▶ _Document text_:

So it’s a big, epic, sprawling yarn. And as fashioned by the stage show’s original creators — Claude-Michel Schonberg and Alain Boublil (with Herbert Kretzmer providing the English lyrics) – it’s practically nonstop music. Virtually every word is sung.
The trick, then, is to make audiences who are perhaps not that familiar with musicals – much less one that feels an awful lot like grand opera – accept the essential unreality of the setup.
Hooper has found what I consider a nearly-ideal approach to this dilemma. Most film musicals first record the music and vocals, then have the players lip sync during filming. Here the cast members’ vocals are recorded live on the set (the players were fed an instrumental track through a tiny earplug).
For the most part this works brilliantly, particularly in hugely emotional solo numbers like Jackman’s rendition of Valjean’s “What Have I Done?” and especially “I Dreamed a Dream,” sung by Hathaway as the dying factory-girl-turned-prostitute Fantine.
By eliminating that barrier between what the actor is actually feeling and his/her recorded vocal performance, many of the film’s musical numbers have an intimacy and power that is nearly overwhelming. Under these circumstances an unplanned pause in delivery, a spontaneous gasp or groan draws us in in ways rarely before experienced in film musicals.
It’s not a perfect solution. Some of these numbers are performed in uninterrupted closeups which can feel claustrophobic. But Hooper’s innovation breathes new life into the story and the music.
Those who know Jackman only from his comic book movies are in for a big surprise. The guy has a tremendous, world-class voice, one equally adept at booming or whispering.
Hathaway already is considered the best supporting actress favorite for her portrayal of a fallen woman. Working with one of the biggest clichés in literature, Hathaway is heartbreaking. (It’s often said that the way to get an Oscar is to play an addict or a crazy person. Or, as is the case here, to have your long beautiful hair cut off in front of the camera).
I’m less taken with Russell Crowe’s Javert. His singing is merely acceptable and he never gives us much beyond a one-dimensional control freak.

Stored items
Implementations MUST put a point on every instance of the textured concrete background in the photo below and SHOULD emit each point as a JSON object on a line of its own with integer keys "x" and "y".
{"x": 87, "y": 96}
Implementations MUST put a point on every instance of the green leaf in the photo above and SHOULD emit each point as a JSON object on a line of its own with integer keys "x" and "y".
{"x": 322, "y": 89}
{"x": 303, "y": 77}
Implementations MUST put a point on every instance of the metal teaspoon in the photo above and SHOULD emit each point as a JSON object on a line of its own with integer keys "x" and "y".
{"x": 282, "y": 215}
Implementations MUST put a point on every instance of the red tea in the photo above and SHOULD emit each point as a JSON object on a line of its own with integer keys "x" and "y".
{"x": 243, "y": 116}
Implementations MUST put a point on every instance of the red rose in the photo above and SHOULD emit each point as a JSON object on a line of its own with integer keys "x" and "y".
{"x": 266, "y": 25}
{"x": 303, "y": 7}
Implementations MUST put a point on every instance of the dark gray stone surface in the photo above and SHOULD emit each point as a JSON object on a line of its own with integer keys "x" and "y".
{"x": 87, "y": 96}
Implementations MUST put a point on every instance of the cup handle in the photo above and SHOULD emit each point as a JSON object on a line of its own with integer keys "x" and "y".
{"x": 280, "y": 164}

▶ _Instructions for the task_: Summarize the film review in two sentences. The data was taken from a separate source.

▶ _Written response_: The review praises Hooper's decision to record the cast's vocals live on set, which gives many of the musical numbers a nearly overwhelming intimacy and power, though some numbers shot in uninterrupted closeups can feel claustrophobic. It admires Jackman's world-class voice and Hathaway's heartbreaking Fantine but calls Russell Crowe's singing merely acceptable and his Javert a one-dimensional control freak.